EXERCISE => Starting from the line that contains "Question. Locate the red clock", reproduce each line exactly through the end of the material, and include no other lines.

THE INPUT =>
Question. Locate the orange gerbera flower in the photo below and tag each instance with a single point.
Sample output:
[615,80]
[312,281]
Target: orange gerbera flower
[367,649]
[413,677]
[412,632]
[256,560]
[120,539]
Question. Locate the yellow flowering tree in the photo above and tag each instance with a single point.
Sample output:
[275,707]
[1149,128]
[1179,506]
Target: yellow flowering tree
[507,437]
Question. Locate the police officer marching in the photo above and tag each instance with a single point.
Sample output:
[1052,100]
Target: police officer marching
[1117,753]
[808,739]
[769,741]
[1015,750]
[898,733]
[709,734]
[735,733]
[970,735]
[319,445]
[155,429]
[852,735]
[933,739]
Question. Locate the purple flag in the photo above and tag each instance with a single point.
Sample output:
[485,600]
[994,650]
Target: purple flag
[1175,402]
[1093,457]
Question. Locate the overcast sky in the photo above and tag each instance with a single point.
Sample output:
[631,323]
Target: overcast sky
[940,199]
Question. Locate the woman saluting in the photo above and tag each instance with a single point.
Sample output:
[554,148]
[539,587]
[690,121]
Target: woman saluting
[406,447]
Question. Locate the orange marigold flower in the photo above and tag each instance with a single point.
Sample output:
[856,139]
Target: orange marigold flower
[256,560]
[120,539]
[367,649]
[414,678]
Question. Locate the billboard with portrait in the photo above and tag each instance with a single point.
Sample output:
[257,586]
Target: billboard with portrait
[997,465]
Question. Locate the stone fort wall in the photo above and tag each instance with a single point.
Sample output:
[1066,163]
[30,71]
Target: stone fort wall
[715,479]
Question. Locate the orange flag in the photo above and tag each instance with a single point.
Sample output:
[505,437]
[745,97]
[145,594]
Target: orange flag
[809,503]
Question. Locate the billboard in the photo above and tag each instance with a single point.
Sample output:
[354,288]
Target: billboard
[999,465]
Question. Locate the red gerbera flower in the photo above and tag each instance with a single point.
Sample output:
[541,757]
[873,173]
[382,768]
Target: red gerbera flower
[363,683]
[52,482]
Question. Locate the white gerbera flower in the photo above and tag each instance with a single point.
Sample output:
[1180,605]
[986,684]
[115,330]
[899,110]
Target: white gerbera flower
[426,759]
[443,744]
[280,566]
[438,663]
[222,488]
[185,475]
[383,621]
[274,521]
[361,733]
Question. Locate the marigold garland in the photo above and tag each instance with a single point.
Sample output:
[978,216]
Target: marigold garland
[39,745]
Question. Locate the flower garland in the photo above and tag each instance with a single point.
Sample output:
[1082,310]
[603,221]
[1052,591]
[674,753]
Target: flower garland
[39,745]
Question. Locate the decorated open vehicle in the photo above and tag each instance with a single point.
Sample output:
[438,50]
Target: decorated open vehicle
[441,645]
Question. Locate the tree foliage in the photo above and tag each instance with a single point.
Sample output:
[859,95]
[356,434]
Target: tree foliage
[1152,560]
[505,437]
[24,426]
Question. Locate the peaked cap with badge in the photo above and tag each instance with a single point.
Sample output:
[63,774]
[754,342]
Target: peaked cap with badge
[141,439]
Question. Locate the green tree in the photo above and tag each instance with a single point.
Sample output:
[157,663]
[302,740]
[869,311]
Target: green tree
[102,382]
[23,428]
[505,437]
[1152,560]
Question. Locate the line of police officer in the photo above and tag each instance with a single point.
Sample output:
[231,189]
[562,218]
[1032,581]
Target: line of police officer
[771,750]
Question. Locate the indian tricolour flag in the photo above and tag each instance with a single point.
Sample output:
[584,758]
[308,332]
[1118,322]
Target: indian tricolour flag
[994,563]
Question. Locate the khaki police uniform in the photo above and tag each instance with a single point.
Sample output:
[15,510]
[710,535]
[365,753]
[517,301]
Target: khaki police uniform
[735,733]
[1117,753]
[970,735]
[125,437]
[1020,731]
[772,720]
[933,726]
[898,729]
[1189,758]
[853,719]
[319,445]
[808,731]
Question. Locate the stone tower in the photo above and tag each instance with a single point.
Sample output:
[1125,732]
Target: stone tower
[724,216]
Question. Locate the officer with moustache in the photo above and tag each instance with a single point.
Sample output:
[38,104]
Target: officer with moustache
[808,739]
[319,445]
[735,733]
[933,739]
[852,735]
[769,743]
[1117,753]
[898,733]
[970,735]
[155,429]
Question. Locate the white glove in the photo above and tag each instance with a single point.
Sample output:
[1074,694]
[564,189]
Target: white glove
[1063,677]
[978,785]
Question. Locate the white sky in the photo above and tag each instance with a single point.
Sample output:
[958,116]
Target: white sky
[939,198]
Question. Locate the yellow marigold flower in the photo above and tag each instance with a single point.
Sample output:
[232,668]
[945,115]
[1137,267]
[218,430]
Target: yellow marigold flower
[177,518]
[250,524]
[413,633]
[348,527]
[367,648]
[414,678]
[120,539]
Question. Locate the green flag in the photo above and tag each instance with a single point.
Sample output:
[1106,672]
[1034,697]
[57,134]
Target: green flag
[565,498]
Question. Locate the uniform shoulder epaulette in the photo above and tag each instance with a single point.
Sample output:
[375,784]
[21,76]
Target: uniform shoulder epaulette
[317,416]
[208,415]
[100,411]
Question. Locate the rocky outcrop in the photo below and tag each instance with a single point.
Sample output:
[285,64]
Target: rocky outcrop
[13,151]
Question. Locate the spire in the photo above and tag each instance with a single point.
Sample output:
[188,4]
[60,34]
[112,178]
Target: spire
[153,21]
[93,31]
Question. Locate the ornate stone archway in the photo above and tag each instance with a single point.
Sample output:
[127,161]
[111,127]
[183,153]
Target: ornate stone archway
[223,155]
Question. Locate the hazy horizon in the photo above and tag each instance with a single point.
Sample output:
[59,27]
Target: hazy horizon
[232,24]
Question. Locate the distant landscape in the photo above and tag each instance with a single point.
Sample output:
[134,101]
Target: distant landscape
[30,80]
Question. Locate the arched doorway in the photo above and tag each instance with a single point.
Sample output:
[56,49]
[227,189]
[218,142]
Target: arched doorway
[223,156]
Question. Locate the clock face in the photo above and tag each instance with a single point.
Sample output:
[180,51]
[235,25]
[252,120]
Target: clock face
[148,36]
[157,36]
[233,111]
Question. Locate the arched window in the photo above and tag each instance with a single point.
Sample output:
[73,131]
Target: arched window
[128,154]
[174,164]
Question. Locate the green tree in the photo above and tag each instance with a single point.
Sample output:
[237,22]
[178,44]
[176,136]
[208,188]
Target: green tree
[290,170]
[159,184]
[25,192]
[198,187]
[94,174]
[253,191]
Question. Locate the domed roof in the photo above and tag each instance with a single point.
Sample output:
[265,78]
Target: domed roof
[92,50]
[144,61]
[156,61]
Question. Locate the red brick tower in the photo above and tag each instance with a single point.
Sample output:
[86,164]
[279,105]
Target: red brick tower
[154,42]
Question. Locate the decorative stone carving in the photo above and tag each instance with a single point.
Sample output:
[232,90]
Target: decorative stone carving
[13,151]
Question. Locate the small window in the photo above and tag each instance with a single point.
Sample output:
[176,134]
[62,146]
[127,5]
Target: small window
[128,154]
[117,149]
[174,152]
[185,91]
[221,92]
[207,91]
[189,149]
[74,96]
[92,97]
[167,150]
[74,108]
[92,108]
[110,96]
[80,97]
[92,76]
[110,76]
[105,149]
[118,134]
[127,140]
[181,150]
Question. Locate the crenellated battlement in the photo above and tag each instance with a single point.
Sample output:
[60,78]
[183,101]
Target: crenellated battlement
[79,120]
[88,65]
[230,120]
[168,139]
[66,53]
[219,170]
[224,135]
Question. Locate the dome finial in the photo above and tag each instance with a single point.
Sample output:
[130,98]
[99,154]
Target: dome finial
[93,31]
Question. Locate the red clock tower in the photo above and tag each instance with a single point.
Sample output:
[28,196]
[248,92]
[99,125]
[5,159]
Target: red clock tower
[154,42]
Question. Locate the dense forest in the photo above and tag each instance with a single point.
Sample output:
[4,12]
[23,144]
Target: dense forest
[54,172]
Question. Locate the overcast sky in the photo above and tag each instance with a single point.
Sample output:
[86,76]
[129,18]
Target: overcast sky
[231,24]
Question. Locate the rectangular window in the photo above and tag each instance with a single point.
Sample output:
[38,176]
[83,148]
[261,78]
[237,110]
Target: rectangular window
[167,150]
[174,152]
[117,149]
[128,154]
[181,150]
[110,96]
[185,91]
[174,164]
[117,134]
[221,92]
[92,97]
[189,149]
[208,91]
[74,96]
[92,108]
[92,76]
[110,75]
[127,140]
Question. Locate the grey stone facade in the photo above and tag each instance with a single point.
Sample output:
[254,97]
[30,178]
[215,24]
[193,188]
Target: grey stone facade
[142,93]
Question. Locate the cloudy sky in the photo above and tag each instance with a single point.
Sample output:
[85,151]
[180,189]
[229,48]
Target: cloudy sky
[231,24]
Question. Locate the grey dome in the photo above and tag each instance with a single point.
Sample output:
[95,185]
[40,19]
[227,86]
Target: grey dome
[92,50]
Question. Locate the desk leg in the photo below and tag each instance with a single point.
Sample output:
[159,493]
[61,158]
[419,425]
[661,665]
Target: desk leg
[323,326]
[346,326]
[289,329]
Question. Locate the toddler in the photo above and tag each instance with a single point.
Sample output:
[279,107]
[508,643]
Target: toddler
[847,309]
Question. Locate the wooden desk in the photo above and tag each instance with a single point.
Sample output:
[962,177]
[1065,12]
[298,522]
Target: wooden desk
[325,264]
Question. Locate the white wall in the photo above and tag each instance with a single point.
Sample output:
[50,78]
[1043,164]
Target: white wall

REPLY TO THE EXERCISE =>
Question. Locate the red clock tower in the photo above and tag each instance with a single point.
Sample output:
[28,196]
[248,92]
[99,125]
[5,159]
Target: red clock tower
[154,42]
Question. Locate the dense forest in the photo above and tag each instance with a single point.
Sample output:
[4,12]
[23,144]
Target: dense forest
[54,172]
Question. Locate the overcast sky in the photo above and tag each instance with a single point.
Sample output:
[86,76]
[129,18]
Target: overcast sky
[231,24]
Question. Locate the rectangular window in the photo above and tag each instance with a single point.
Sample output:
[38,176]
[83,148]
[261,78]
[237,110]
Target: rectangular window
[167,150]
[174,152]
[117,149]
[128,154]
[181,150]
[110,96]
[185,91]
[174,164]
[117,134]
[221,92]
[92,97]
[189,149]
[208,91]
[74,96]
[92,108]
[92,76]
[110,75]
[127,140]
Question. Locate the grey stone facade in the photo above and tag each instance with a single point.
Sample output:
[254,97]
[30,178]
[215,24]
[193,188]
Target: grey stone facade
[142,93]
Question. Locate the cloudy sky in the photo above and tag each instance with a single point.
Sample output:
[85,151]
[180,189]
[229,48]
Target: cloudy sky
[231,24]
Question. Locate the grey dome in the photo above and tag each instance with a single point.
Sample output:
[95,185]
[40,19]
[227,86]
Target: grey dome
[92,50]
Question. Locate the desk leg in the photo below and tag each instance with a single point.
Sample output:
[159,493]
[61,158]
[419,425]
[661,665]
Target: desk leg
[323,326]
[346,326]
[289,329]
Question. Locate the toddler in the photo above and tag each instance with a single point.
Sample output:
[279,107]
[508,643]
Target: toddler
[847,309]
Question. Locate the wooden desk in the photo above and tag each instance with a single point.
Sample output:
[962,177]
[1065,12]
[298,522]
Target: wooden desk
[325,264]
Question. Locate the white wall in the photo above and tag each instance with a single point.
Sample output:
[50,78]
[1043,164]
Target: white wall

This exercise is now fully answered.